# Men: how large do you perceive your penis to be?



## Vaan (Dec 19, 2010)

skycloud86 said:


> I don't understand, why did you italicise cat?


.....whats another word people use for cat? -_- its pun on curiosity to size of men and the _cat_


----------



## kallisti (Oct 7, 2010)

skycloud86 said:


> Obviously they can, but if someone is making a lot of threads about penises, some may think that that person was not as intelligent as they were, as if they had some sort of one-track mind and didn't really think about much else.


Yes, but viva is a major poster on here and we all know she's not like that. 


Assumption makes an ass out of U and me!

*giggles and runs away*


----------



## TaylorP (Mar 22, 2011)

Stephen said:


> My mother's still alive. If I make more jokes about rain, will you insult her too?

*Dataset extract:*
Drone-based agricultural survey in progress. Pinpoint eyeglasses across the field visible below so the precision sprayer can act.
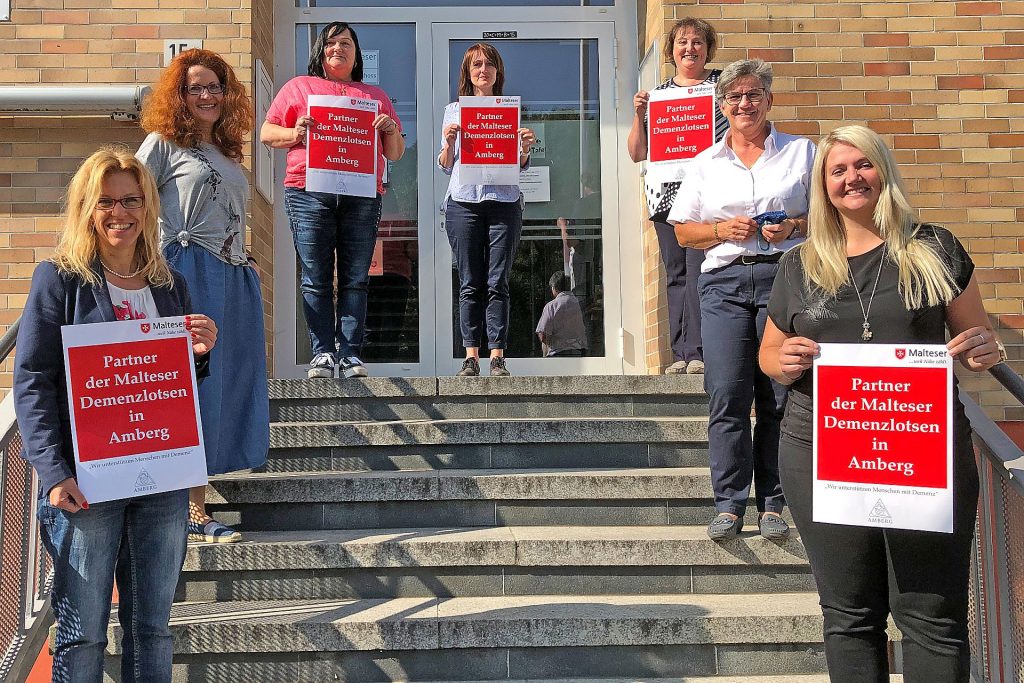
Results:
[185,83,224,97]
[96,197,145,211]
[722,88,768,106]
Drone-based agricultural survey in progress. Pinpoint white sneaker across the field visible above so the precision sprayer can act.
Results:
[338,355,368,377]
[306,353,334,379]
[665,360,686,375]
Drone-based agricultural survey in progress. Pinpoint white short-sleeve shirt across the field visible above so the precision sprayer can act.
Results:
[669,126,814,272]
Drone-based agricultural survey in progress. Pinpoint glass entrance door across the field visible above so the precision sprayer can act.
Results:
[432,23,622,375]
[273,17,629,377]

*Exercise requirements:*
- a) In the rows from the line holding "Pinpoint white short-sleeve" through the line holding "[669,126,814,272]", inclusive, swap "precision sprayer" for "crop sprayer" and write those lines out again with nothing else changed.
- b) Extend the forum thread on how men perceive their penis size, picking up after its last line.

*Answer list:*
- a)
Drone-based agricultural survey in progress. Pinpoint white short-sleeve shirt across the field visible above so the crop sprayer can act.
Results:
[669,126,814,272]

- b)
Yes I will seeing as you mentioned your dead Dad, thanks for the 20+ min of Down pour crying for the grieving of my fathers.
With all that rain i flooded a small country.


----------



## skycloud86 (Jul 15, 2009)

Vaan said:


> .....whats another word people use for cat? -_- its pun on curiosity to size of men and the _cat_


Now I understand why you italicised cat.


----------



## Vaan (Dec 19, 2010)

guys all i have to say is


----------



## skycloud86 (Jul 15, 2009)

Vaan said:


> guys all i have to say is


The only thing serious about McDonalds is the serious condition your heart and arteries will be in if you eat their food.


----------



## Aßbiscuits (Oct 8, 2009)

Jazzanova said:


> Whoa. I was just joking. Nothing dull about making informative penis threads.


Depends on the audience.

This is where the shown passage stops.